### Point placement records
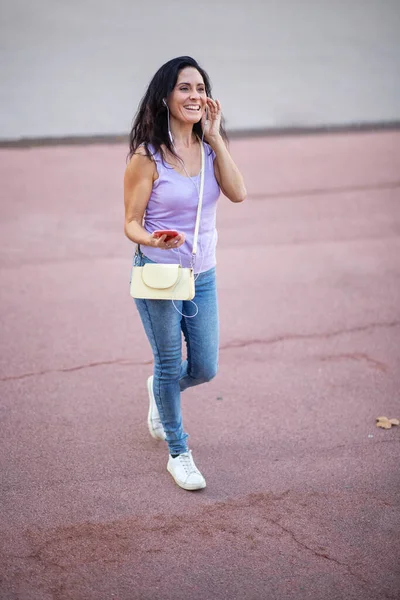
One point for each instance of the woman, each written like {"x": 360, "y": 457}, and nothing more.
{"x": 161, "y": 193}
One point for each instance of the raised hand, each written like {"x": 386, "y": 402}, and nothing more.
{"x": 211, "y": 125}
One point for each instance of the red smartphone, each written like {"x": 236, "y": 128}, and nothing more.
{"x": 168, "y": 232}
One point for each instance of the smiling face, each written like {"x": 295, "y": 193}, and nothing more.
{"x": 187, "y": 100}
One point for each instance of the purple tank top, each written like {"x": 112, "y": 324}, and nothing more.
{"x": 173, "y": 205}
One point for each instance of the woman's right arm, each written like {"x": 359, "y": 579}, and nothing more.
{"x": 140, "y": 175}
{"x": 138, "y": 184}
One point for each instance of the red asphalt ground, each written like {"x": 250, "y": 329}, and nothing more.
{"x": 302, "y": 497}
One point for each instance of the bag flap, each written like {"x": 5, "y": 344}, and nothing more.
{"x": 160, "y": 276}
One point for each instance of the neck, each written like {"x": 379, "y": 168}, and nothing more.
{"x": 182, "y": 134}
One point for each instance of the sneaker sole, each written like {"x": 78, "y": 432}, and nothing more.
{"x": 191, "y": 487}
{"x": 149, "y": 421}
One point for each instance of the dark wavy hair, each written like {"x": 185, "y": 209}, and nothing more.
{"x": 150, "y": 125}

### PROBLEM DESCRIPTION
Rewrite the records above with every "nothing more" changed to "nothing else" and nothing else altered, leaving out the pictures.

### PROBLEM SOLUTION
One point for each instance of the woman, each written like {"x": 360, "y": 457}, and nothing else.
{"x": 161, "y": 193}
One point for each instance of the raised hand, each written like {"x": 386, "y": 402}, and nothing else.
{"x": 211, "y": 125}
One point for each instance of the red smartphone, each written like {"x": 236, "y": 128}, and nothing else.
{"x": 168, "y": 232}
One point for each instance of the smiling face, each written like {"x": 295, "y": 193}, and nothing else.
{"x": 187, "y": 100}
One point for each instance of the purple tank top, each written like {"x": 112, "y": 324}, and nothing else.
{"x": 173, "y": 205}
One point for each instance of the woman's right arm, each written like {"x": 359, "y": 579}, and nothing else.
{"x": 140, "y": 175}
{"x": 138, "y": 184}
One point for each instance of the red asphalt ground, each written like {"x": 250, "y": 329}, and nothing else.
{"x": 302, "y": 497}
One point for each instance of the bag flap, each written like {"x": 5, "y": 344}, and nothing else.
{"x": 160, "y": 276}
One point for each instance of the neck, each written like {"x": 379, "y": 168}, and nothing else.
{"x": 182, "y": 134}
One point for each instance of the sneaker sole, each written like {"x": 78, "y": 432}, and nothing else.
{"x": 191, "y": 487}
{"x": 149, "y": 421}
One point for each instance of the dark wavy hair, each written like {"x": 185, "y": 209}, and nothing else.
{"x": 150, "y": 125}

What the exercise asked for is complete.